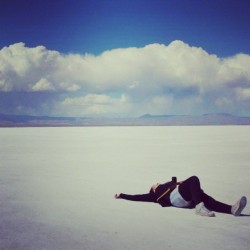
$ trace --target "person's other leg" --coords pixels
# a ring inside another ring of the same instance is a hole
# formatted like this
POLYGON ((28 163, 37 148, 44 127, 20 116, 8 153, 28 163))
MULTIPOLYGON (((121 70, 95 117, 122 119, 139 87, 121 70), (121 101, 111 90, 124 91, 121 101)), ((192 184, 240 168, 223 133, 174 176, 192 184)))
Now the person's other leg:
POLYGON ((195 206, 204 202, 204 205, 210 210, 231 214, 232 206, 219 202, 211 196, 205 194, 201 189, 200 180, 196 176, 192 176, 185 180, 179 186, 179 192, 185 200, 192 200, 195 206))
POLYGON ((193 201, 196 206, 202 202, 202 189, 200 180, 197 176, 191 176, 179 186, 179 192, 184 200, 193 201))
POLYGON ((215 212, 219 212, 219 213, 226 213, 226 214, 231 214, 231 210, 232 210, 232 206, 222 203, 220 201, 215 200, 214 198, 212 198, 211 196, 202 193, 202 197, 201 200, 204 202, 205 206, 208 209, 211 209, 215 212))

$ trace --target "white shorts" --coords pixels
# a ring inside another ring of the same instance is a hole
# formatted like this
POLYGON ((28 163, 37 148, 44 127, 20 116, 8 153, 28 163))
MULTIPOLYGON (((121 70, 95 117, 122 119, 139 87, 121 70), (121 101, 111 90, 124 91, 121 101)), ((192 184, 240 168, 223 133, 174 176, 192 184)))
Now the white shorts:
POLYGON ((170 194, 170 202, 174 207, 190 207, 192 205, 191 201, 186 201, 182 198, 179 193, 178 187, 176 187, 170 194))

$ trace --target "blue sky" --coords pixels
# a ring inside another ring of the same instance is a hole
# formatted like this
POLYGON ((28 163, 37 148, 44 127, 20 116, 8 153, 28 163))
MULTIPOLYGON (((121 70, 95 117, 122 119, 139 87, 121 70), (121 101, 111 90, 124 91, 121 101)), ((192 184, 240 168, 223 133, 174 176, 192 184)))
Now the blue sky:
POLYGON ((0 112, 250 115, 249 44, 248 0, 1 0, 0 112))

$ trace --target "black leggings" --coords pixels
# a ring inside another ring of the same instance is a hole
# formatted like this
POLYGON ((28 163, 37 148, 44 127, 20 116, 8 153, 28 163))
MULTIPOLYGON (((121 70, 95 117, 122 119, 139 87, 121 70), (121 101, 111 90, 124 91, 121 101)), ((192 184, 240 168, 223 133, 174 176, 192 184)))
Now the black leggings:
POLYGON ((216 201, 205 194, 201 189, 200 180, 196 176, 182 182, 179 186, 179 192, 184 200, 194 202, 195 206, 200 202, 204 202, 205 206, 212 211, 231 214, 232 206, 216 201))

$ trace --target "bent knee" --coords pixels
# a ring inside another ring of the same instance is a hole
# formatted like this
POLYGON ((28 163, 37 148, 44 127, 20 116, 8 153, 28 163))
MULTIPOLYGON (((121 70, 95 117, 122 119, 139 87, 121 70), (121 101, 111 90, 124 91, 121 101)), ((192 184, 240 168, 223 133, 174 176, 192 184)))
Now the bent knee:
POLYGON ((194 182, 200 182, 199 178, 196 175, 193 175, 193 176, 189 177, 188 179, 190 179, 194 182))

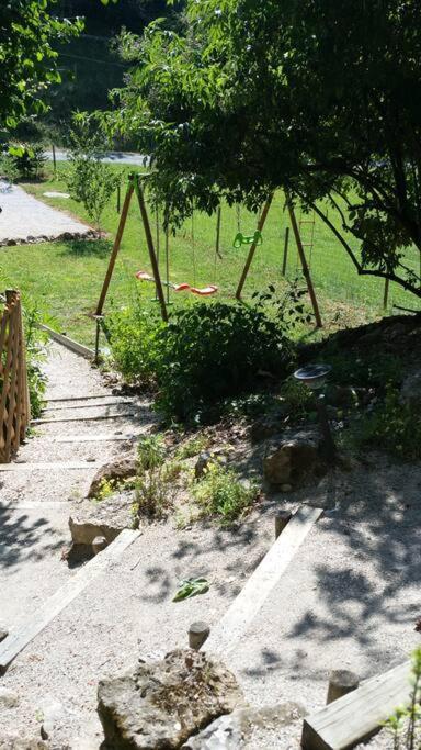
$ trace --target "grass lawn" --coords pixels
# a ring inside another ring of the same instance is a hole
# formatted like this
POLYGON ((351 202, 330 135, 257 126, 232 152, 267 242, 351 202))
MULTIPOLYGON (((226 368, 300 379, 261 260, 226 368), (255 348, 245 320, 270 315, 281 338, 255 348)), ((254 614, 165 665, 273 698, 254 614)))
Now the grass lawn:
MULTIPOLYGON (((23 187, 49 205, 67 210, 88 221, 83 208, 75 201, 43 197, 46 190, 66 190, 64 181, 66 168, 65 164, 59 165, 56 179, 48 178, 44 182, 23 187)), ((113 168, 117 169, 117 167, 113 168)), ((129 168, 120 167, 118 169, 129 171, 129 168)), ((289 222, 287 214, 283 211, 283 195, 276 194, 262 233, 263 244, 257 249, 244 287, 244 300, 250 299, 253 291, 264 290, 270 282, 276 286, 284 283, 281 269, 285 228, 289 222)), ((299 215, 297 217, 299 219, 299 215)), ((308 219, 308 216, 303 216, 304 221, 308 219)), ((156 236, 155 216, 151 215, 150 221, 156 236)), ((242 210, 241 232, 251 234, 255 228, 255 221, 257 217, 253 214, 248 214, 242 210)), ((90 315, 95 309, 117 224, 116 200, 113 198, 102 219, 102 228, 110 233, 110 239, 2 247, 0 270, 8 283, 20 288, 25 294, 31 294, 53 316, 57 329, 92 346, 94 324, 90 315)), ((170 237, 170 279, 174 282, 187 281, 195 286, 216 283, 219 288, 218 299, 232 299, 249 249, 248 246, 242 246, 240 249, 232 247, 237 231, 237 211, 223 206, 220 233, 223 259, 216 258, 216 216, 195 214, 193 221, 187 222, 181 231, 177 232, 175 237, 170 237)), ((310 240, 311 231, 311 224, 303 223, 301 235, 306 245, 310 240)), ((163 245, 164 237, 160 233, 162 276, 164 276, 163 245)), ((307 248, 307 253, 309 256, 310 248, 307 248)), ((319 296, 321 314, 328 326, 333 321, 344 326, 373 318, 383 312, 383 280, 359 278, 341 246, 318 219, 314 226, 314 247, 308 260, 319 296)), ((416 268, 416 258, 409 260, 416 268)), ((149 272, 151 270, 138 206, 133 200, 105 311, 112 305, 129 303, 137 294, 141 295, 145 303, 156 304, 151 301, 155 295, 153 286, 136 281, 134 278, 135 271, 139 269, 149 272)), ((293 279, 296 275, 299 275, 299 266, 291 232, 287 278, 293 279)), ((175 304, 185 304, 186 302, 193 303, 196 298, 193 299, 193 295, 187 293, 172 293, 171 299, 175 304)), ((416 306, 411 295, 391 284, 389 310, 394 303, 408 307, 416 306)))

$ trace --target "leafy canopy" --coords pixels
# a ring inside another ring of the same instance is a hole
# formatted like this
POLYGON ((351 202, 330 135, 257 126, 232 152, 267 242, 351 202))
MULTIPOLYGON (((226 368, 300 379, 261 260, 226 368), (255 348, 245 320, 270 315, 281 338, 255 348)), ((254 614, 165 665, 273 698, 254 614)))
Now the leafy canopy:
POLYGON ((123 46, 109 125, 152 155, 175 220, 284 188, 360 273, 421 296, 403 257, 421 251, 418 0, 187 0, 183 33, 157 21, 123 46))
POLYGON ((53 45, 80 33, 81 20, 54 18, 55 0, 3 0, 0 8, 0 136, 45 111, 45 91, 60 81, 53 45))

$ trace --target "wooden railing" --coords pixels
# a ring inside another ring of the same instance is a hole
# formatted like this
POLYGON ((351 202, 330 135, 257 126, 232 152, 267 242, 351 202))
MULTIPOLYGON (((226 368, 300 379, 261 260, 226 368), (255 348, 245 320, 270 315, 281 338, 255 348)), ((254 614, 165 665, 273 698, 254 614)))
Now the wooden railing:
POLYGON ((0 295, 0 463, 9 463, 31 419, 26 354, 19 292, 0 295))

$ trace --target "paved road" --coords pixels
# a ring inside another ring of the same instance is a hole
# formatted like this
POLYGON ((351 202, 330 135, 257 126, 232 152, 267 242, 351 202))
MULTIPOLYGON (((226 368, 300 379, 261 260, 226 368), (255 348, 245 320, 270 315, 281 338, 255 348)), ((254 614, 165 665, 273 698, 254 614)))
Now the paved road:
MULTIPOLYGON (((46 152, 49 159, 53 159, 53 152, 46 152)), ((67 152, 64 148, 56 148, 57 161, 67 161, 67 152)), ((143 154, 134 154, 133 152, 107 152, 101 159, 106 164, 133 164, 137 167, 145 167, 148 164, 148 157, 143 154)))

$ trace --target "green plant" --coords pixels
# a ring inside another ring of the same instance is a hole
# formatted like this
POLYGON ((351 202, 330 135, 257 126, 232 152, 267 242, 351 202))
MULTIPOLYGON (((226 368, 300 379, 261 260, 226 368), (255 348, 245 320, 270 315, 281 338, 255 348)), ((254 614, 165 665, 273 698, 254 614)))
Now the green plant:
POLYGON ((106 318, 111 352, 128 382, 152 385, 156 380, 158 334, 163 324, 139 299, 130 307, 113 311, 106 318))
POLYGON ((258 486, 244 484, 235 469, 213 461, 192 492, 200 506, 200 516, 216 517, 226 525, 250 510, 258 496, 258 486))
POLYGON ((75 116, 69 146, 69 193, 73 200, 84 205, 88 216, 99 227, 103 211, 121 183, 122 175, 101 161, 106 142, 90 117, 75 116))
POLYGON ((166 447, 159 435, 143 437, 137 447, 138 471, 135 481, 137 516, 160 517, 168 489, 163 464, 166 447))
POLYGON ((262 310, 200 303, 177 311, 158 337, 157 407, 200 423, 220 414, 223 401, 259 385, 259 373, 283 377, 292 344, 262 310))
POLYGON ((394 385, 386 387, 371 413, 355 416, 350 437, 357 448, 382 448, 406 460, 421 457, 421 417, 401 402, 394 385))
POLYGON ((394 750, 418 750, 421 729, 421 648, 412 654, 412 691, 409 706, 399 707, 385 726, 394 738, 394 750))
POLYGON ((43 167, 47 161, 43 144, 19 144, 11 148, 15 156, 12 156, 18 173, 25 180, 38 179, 42 177, 43 167))
POLYGON ((0 176, 11 183, 16 182, 19 179, 20 175, 15 158, 10 154, 2 154, 0 156, 0 176))
POLYGON ((47 388, 47 377, 42 363, 47 357, 48 334, 39 327, 45 320, 37 303, 24 301, 23 325, 26 344, 26 370, 30 389, 31 415, 36 419, 43 410, 44 396, 47 388))
POLYGON ((185 458, 193 458, 193 456, 197 456, 197 454, 201 454, 208 447, 209 438, 207 435, 195 435, 178 447, 175 456, 181 460, 185 458))

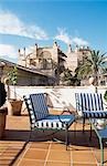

####################

■ **Exercise brief**
Find every line in the listing above that contains the word "white", matching case exactly, and copy each of those lines in full.

■ **Result of the task**
$ trace --target "white shorts" --coords pixels
Now the white shorts:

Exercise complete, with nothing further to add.